# Start of Source extract

Implementing Network Protocols in User Space

Implementing network protocols in user space is not as uncommon as it may seem. The advantages when compared to implementing them in the kernel space range from easier development, more freedom to experiment and greater portability to less hassle with the distribution (the pain of getting the patch into the mainline kernel vs. simply uploading a user space library to GitHub), improved performance thanks to kernel by-pass and no way to provide a kernel space implementation for proprietary platforms like Windows.

While my experience in the area is based on my work on ZeroMQ and more recently on nanomsg, there are many other libraries that share the same challenge. One may mention, for example, OpenPGM (reliable multicast, RFC 3208), UDT (bulk transfer protocol) or OpenOnload (Solarflare's kernel by-pass networking).

This article gives an overview of technical challenges of designing an idiomatic APIs for network protocols implemented in user space and provides a background for my recent EFD_MASK patch to Linux kernel.

When implementing a network protocol in user space you will almost certainly start with some kind of clone of BSD sockets API:

struct myproto_sock {
    ...
};

struct myproto_addr {
    ...
};

struct myproto_sock *myproto_socket (void);
int myproto_close (struct myproto_sock *s);
int myproto_bind (struct myproto_sock *s, myproto_addr *addr);
int myproto_connect (struct myproto_sock *s, myproto_addr *addr);
ssize_t myproto_send (struct myproto_sock *s,
    const void *buf, size_t len, int flags);
ssize_t myproto_recv (struct myproto_sock *s,
    void *buf, size_t len, int flags);

However, when implementing anything except for the simplest client applications this API is not sufficient. To handle more than one socket in parallel, you need polling. For example, your server application may want to wait until at least one of several myproto sockets becomes readable.

# End of Source extract
# Start of Material provided

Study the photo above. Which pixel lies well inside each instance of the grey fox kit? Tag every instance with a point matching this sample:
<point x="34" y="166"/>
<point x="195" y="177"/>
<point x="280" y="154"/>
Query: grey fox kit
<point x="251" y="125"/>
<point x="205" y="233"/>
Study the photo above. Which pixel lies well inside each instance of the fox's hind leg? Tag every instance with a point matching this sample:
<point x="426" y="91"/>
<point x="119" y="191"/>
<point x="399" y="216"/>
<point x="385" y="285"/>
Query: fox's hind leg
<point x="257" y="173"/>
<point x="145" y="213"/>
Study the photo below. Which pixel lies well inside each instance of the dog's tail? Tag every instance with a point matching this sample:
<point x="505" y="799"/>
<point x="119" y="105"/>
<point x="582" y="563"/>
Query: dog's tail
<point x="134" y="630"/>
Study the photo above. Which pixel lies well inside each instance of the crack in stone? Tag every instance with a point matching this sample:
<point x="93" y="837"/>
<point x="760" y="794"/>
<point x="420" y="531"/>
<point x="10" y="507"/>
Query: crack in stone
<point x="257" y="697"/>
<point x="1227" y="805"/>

# End of Material provided
# Start of Material provided

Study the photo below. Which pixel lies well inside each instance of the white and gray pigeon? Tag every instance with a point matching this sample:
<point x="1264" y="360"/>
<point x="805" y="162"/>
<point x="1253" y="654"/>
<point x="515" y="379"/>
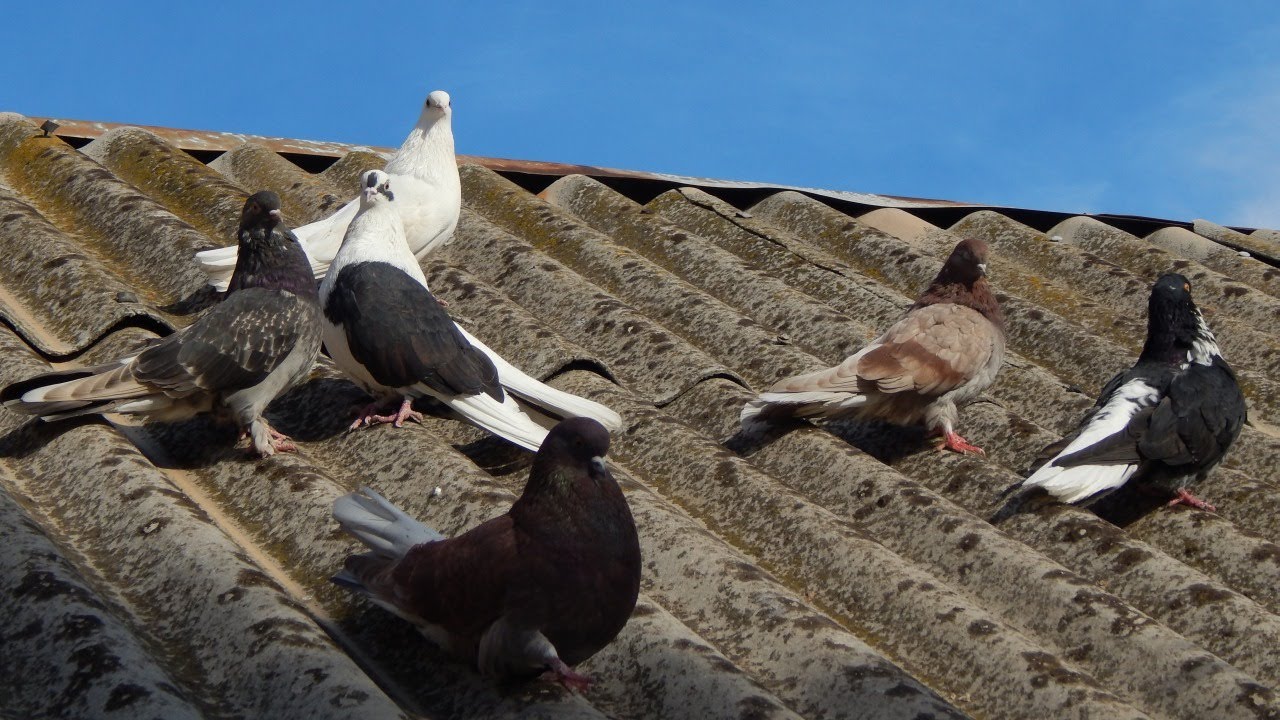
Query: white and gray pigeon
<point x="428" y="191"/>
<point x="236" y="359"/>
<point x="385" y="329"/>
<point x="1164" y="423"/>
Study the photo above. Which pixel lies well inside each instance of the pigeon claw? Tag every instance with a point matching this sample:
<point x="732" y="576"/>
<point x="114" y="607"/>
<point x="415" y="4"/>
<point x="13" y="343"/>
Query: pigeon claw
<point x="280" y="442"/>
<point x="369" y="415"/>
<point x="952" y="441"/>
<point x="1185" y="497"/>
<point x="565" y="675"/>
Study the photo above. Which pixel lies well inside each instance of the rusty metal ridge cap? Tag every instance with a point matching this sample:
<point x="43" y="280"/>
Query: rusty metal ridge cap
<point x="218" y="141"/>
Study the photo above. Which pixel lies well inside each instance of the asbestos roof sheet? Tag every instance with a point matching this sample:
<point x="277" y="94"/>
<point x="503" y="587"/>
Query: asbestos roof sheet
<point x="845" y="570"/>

# End of Material provided

Task description
Carry on the article about implementing network protocols in user space from the point where it stops.

Exercise result
Once again, the most obvious solution is to fork the polling API from BSD sockets:

struct myproto_pollfd {
    struct myproto_sock *fd;
    short events;
    short revents;
};

int myproto_poll (struct myproto_pollfd *fds, nfds_t nfds, int timeout);

The next stumbling block is combining classic TCP or UDP sockets with myproto sockets in a single pollset. What if the server application wants to handle a set of myproto sockets along with a set of TCP sockets? The above API doesn't support that kind of thing. We have to modify the myproto_pollfd prototype to allow for using either myproto_sock pointer or regular OS-level file descriptor:

/*  rawfd field is used instead of fd when the latter is set to NULL */
struct myproto_pollfd {
    struct myproto_sock *fd;
    int rawfd;
    short events;
    short revents;
};

The API is getting a little ugly, but it's still more or less usable. Unfortunately, it's not yet the end of the trouble. Actually, this is the point where things start to get hairy. Let's inspect the next use case.

There are many widely used asynchronous networking frameworks out there. Their main goal is to shield the user from the complexity of handling many connections in parallel. Obviously, central piece of each such framework is a loop polling on a set of sockets and invoking user-supplied handlers when the poll reports a network event. The polling itself is done via one of the system-level polling mechanisms, such as select, poll, epoll, kqueue, IOCP, or /dev/poll.

However, myproto sockets require a special polling function (myproto_poll) and thus cannot be integrated with such frameworks.

In theory, the framework can be modified to use myproto_poll instead of the system poll, but such a patch is never going to get into the mainline. The most obvious reason is that it makes the framework dependent on the myproto library, but the real problem occurs when there's a need to handle two different user space protocols. One asks the framework to use myproto_poll function, other one asks it to use someoneelsesproto_poll. There's no way to reconcile the two.

In short, protocol developer's only option is to somehow provide a native file descriptor for the frameworks to poll on. It can be done, for example, in the following way. This example assumes that myproto is a protocol built directly on top of IP layer:

struct myproto_fd {
    int raw; /*  underlying IP (SOCK_RAW) socket */
    ...
};

int myproto_getfd (struct myproto_fd *s)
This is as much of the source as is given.